- WRITTEN INSTRUCTION
Locate the line that contains "of the wheelchair". Print it and every subsequent line through the final line of the records, exactly and only those.

- EXCERPTED DATA
********
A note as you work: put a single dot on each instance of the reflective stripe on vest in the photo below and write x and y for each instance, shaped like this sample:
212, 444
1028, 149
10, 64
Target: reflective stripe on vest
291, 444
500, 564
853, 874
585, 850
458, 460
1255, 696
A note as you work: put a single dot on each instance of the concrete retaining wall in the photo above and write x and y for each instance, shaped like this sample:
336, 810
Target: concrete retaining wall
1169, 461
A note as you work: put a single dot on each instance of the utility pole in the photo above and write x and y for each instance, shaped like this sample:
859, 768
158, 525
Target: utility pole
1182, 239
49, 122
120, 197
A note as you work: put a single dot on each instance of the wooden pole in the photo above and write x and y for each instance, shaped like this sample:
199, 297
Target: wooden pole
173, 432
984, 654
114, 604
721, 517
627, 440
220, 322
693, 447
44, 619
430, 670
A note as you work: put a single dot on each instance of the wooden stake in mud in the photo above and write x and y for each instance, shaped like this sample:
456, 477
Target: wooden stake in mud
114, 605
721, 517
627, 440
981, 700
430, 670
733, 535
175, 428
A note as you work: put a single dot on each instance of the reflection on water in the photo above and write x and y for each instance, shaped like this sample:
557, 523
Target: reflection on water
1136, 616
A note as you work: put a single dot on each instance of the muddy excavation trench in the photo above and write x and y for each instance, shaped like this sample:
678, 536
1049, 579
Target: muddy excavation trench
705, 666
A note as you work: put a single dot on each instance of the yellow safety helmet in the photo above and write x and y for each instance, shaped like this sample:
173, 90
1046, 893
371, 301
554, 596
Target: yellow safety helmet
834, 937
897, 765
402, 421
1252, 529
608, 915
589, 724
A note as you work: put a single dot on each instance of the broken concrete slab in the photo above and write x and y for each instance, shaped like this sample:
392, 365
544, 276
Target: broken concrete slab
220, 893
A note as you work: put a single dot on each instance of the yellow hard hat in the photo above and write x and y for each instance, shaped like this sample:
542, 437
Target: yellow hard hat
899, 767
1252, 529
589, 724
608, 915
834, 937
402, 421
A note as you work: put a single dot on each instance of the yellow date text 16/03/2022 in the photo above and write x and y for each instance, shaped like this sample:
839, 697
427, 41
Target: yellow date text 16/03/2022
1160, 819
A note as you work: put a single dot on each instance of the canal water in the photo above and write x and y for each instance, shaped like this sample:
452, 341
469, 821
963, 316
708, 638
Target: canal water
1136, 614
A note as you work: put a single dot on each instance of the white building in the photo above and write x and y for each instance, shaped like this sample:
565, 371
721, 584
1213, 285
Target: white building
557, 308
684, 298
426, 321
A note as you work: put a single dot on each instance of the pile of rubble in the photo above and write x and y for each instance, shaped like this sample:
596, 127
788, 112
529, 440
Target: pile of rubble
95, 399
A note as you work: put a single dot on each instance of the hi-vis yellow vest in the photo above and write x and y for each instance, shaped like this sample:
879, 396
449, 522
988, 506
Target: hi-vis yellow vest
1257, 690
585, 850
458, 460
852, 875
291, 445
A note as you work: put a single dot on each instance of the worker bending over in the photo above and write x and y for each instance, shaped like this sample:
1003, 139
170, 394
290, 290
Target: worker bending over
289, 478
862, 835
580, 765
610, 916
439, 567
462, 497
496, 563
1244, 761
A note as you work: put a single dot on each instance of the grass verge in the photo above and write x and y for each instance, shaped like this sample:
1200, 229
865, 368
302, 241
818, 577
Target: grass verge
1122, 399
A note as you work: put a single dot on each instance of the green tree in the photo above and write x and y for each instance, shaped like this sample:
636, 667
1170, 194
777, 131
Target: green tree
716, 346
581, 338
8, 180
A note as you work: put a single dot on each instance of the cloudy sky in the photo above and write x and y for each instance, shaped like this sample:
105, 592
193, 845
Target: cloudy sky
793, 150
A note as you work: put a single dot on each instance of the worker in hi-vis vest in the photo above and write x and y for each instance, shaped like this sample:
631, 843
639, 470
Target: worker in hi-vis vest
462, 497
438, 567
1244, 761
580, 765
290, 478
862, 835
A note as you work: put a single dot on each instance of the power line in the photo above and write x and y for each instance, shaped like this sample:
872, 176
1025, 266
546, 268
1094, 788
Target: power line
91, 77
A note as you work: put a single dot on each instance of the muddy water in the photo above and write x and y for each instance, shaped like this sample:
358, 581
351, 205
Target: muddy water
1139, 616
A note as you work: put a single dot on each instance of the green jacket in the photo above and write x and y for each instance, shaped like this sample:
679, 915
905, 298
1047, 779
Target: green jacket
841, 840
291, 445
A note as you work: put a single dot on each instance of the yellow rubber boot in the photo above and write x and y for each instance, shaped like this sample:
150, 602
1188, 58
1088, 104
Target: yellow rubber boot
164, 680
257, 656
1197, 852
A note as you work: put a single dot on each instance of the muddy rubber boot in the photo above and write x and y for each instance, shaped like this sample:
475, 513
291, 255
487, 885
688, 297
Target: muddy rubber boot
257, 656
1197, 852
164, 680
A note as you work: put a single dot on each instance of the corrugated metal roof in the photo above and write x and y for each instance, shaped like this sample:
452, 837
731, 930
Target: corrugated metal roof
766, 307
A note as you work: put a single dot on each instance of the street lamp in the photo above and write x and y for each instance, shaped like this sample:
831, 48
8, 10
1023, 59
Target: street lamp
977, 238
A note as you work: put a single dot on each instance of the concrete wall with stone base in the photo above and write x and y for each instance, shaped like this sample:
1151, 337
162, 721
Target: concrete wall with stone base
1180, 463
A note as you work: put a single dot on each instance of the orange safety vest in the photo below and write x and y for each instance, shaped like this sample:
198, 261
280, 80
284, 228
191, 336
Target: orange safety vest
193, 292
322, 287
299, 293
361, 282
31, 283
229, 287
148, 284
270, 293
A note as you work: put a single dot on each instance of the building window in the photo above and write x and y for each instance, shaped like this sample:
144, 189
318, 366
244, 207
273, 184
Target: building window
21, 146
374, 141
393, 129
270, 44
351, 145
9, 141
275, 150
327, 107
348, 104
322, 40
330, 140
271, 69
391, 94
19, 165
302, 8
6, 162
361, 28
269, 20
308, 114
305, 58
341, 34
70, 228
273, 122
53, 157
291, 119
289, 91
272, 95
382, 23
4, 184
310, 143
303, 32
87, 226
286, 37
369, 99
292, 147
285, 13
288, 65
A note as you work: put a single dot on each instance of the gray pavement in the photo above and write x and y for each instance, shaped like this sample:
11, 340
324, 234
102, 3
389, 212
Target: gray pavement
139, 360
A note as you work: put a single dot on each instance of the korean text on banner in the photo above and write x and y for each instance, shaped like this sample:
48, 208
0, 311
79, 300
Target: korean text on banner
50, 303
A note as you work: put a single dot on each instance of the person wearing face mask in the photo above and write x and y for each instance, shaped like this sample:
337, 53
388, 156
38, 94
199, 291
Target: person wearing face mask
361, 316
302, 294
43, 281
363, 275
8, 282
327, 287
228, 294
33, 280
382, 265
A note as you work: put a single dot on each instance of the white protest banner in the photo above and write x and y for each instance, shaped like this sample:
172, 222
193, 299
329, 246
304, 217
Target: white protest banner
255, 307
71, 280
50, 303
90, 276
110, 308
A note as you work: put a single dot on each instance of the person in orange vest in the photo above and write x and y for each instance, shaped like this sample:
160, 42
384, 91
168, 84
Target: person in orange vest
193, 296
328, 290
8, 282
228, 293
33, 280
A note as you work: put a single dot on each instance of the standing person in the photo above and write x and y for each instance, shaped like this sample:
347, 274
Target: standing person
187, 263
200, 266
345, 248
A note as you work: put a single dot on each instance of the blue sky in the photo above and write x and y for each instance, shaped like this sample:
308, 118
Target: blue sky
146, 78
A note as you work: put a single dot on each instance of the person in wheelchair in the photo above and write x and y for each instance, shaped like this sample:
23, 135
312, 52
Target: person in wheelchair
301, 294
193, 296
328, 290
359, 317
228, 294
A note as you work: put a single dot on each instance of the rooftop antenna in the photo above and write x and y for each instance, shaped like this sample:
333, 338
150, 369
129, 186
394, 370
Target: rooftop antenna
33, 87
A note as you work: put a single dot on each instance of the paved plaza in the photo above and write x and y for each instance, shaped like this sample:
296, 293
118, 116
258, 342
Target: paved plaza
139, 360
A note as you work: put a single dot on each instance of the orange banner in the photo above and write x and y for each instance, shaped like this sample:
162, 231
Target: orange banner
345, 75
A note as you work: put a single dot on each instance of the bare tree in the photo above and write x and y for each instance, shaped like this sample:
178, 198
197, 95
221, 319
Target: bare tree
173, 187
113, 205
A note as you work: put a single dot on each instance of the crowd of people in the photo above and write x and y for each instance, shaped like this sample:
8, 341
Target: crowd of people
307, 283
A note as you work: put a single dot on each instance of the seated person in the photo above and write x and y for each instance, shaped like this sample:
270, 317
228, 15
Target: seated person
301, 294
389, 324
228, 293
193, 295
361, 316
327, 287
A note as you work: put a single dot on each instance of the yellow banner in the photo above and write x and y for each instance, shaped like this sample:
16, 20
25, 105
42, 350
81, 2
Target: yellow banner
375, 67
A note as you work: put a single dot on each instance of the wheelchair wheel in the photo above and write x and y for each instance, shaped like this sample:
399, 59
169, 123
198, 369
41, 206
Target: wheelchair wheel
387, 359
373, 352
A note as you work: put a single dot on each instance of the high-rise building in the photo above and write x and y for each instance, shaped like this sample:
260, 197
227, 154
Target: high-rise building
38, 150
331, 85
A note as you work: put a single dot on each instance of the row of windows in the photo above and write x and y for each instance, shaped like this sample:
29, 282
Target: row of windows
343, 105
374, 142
********
- RESPONSE TO THIS EXERCISE
A note as you work: put a single dot on each instance of the wheelchair wheel in the photo above and write x and y for each instance, shaped like this sample:
399, 59
169, 123
198, 369
41, 206
Target: wheelchair wheel
387, 359
373, 352
A note as you work: put a single dot on each instance of the high-rise building in the photo above and write x and y for each instance, shaped like this sample:
260, 197
227, 154
Target: high-rise building
38, 150
331, 85
A note as you work: put a single dot on each instance of the row of windows in the photo above and write x and y for each instance, shaped like this sample:
29, 282
Target: row of windows
343, 105
374, 142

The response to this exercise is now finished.